Check every line of the entries below for "marker", and copy the lines that have it.

(Natural-language object grounding data)
--

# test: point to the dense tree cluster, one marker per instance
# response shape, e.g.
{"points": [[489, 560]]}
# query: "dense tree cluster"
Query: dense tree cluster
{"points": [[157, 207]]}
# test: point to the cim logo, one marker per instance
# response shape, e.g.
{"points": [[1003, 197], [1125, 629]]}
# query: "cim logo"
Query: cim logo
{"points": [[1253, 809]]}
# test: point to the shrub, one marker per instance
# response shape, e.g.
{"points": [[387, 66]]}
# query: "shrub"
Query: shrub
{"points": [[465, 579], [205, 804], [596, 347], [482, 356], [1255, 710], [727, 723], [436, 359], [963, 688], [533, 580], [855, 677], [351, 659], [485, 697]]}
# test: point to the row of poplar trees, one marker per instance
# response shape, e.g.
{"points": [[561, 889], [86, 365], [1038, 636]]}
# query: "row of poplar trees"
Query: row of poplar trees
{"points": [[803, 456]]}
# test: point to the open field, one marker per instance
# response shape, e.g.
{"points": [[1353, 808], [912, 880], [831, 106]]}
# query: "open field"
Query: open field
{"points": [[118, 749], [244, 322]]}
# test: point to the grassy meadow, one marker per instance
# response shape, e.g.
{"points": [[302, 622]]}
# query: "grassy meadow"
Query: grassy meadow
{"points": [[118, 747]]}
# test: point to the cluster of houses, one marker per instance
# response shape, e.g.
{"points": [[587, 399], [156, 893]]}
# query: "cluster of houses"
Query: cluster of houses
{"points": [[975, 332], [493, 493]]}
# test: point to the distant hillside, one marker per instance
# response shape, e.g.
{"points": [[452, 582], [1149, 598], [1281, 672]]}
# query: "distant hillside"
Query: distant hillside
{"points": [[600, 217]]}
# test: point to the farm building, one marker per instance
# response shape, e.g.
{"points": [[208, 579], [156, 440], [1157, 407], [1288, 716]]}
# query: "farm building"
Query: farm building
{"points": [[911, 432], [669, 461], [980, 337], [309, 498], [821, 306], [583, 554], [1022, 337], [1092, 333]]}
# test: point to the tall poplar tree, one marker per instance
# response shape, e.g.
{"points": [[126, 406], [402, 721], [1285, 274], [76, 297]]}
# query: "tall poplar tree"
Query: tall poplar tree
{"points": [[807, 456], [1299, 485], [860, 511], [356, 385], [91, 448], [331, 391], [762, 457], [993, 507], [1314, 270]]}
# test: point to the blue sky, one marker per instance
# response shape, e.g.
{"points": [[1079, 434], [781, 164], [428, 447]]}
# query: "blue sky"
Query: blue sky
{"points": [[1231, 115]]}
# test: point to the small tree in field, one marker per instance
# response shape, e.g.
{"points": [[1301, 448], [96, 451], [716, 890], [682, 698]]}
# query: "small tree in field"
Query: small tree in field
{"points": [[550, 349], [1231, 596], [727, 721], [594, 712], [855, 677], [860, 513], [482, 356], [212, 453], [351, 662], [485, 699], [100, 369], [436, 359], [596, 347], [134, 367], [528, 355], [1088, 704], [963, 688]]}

--

» RESULT:
# test: point to the dense tree cluster, one marker per instance
# test: point to the cim logo, one marker per instance
# test: point to the shrub, one marker per instance
# test: point to the row of poplar trees, one marker per instance
# test: point to the open field, one marker per instance
# test: point to the grassy meadow, one marker per instance
# test: point to the cluster of houses, one marker per instance
# test: point to the distant hillside, one marker per instance
# test: point to the farm building, one marker per instance
# test: point to the tall poplar tree, one marker per instance
# test: point to the blue sky, one marker per instance
# test: point to the small tree in field, one marker per instance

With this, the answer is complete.